— START Data for this exercise —

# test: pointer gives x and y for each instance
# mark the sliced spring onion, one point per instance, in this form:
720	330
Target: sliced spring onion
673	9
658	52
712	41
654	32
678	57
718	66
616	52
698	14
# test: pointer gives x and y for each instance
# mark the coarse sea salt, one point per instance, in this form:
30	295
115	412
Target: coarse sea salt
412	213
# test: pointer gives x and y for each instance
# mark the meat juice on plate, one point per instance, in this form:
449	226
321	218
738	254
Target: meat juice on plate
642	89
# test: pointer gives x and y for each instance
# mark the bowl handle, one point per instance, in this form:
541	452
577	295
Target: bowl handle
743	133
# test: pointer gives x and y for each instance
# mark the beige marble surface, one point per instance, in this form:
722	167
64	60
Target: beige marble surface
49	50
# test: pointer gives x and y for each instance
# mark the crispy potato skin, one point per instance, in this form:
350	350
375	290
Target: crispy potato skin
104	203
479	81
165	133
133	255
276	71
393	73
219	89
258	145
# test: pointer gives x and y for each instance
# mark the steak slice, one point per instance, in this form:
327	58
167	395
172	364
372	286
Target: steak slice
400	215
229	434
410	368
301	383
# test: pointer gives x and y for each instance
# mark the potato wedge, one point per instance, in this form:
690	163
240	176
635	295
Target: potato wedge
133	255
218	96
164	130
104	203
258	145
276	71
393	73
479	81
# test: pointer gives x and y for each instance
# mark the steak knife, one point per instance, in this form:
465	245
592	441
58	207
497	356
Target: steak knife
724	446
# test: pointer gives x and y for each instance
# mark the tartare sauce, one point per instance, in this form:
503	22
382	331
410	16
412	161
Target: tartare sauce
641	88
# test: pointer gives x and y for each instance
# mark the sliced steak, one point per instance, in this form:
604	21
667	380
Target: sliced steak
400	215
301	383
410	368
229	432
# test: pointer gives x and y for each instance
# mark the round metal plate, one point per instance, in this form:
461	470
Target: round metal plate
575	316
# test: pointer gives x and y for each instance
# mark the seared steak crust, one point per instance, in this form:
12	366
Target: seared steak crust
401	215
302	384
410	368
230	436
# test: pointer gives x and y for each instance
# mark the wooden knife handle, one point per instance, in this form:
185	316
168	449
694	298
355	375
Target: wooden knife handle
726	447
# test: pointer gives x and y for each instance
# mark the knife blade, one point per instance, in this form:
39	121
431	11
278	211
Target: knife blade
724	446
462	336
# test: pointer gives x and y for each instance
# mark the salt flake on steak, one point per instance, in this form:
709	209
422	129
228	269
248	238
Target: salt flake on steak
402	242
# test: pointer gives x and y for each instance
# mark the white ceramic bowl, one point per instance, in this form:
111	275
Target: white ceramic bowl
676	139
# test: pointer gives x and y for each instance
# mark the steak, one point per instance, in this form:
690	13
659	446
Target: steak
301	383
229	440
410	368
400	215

— END Data for this exercise —

→ **Exercise aim**
Extract every line in the items above that contains the word "potato", reproducing each line unchanged.

→ **Result below**
# mark the crispy potato skin, one point per instance, in this form:
Target: crispy potato skin
# mark the potato wedge, one point per instance, in this form:
Target: potato wedge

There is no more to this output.